#### Your assignment:
The lines to repeat are those below from the one containing "Target: blue jeans" down to the one containing "Kindly mark the innermost point of each instance of the beaded", both included; reproduce them exactly and nothing else.

'''

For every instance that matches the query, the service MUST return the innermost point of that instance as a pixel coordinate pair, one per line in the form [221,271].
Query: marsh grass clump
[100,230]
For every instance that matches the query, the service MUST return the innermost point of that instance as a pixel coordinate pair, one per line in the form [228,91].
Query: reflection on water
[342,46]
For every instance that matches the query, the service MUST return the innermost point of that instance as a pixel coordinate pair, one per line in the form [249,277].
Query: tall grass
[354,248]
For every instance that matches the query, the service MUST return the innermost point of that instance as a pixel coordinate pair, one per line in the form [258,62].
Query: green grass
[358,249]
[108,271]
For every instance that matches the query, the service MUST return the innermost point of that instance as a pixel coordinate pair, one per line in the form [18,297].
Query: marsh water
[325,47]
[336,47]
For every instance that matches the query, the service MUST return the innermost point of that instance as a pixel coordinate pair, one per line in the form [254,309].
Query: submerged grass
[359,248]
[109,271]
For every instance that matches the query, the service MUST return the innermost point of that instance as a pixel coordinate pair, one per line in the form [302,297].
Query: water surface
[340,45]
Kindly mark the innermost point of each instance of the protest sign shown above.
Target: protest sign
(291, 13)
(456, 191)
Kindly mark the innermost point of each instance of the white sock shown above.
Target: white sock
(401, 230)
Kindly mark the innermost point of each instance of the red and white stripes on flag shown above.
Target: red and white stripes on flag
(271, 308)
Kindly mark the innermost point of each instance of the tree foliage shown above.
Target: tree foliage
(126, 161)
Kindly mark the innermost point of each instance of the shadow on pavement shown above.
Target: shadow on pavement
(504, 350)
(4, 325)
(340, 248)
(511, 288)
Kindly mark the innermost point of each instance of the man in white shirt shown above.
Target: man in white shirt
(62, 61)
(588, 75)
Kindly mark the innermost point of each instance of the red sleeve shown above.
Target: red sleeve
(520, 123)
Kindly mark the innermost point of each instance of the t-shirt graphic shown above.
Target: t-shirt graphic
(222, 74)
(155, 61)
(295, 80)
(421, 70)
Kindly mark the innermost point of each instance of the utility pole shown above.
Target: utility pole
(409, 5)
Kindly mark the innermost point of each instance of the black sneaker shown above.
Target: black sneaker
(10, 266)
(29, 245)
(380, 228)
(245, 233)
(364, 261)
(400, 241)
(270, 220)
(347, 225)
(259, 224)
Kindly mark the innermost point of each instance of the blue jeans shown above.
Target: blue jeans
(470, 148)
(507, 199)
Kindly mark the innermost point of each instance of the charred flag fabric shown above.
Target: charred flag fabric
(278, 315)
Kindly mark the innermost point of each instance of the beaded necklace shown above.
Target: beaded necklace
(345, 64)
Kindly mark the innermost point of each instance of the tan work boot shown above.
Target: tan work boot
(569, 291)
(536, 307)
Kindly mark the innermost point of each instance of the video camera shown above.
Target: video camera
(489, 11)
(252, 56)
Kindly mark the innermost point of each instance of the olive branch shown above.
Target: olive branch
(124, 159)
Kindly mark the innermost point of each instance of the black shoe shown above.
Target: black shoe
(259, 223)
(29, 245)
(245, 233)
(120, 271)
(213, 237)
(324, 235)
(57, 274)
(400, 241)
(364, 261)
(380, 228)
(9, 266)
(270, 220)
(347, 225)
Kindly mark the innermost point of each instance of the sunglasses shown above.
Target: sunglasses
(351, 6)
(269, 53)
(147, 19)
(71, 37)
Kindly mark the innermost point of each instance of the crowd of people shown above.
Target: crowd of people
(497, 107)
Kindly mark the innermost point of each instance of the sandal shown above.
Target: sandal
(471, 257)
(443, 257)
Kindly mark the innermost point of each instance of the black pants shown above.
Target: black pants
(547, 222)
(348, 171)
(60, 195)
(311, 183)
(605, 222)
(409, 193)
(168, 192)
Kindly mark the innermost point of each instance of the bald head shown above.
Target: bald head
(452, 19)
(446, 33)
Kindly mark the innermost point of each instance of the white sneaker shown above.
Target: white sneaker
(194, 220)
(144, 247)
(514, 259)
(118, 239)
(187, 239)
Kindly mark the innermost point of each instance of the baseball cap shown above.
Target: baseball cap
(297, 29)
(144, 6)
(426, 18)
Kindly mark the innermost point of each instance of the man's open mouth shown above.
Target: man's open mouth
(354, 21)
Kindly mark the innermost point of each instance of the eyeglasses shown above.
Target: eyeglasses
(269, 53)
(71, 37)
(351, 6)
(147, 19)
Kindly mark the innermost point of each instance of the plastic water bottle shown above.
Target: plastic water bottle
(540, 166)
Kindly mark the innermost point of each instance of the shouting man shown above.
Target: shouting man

'''

#### Exercise response:
Target: blue jeans
(470, 148)
(507, 199)
Kindly mark the innermost point of each instance of the charred flag fabric shown above.
Target: charred flag fabric
(278, 315)
Kindly mark the innermost point of each instance of the beaded necklace shown above.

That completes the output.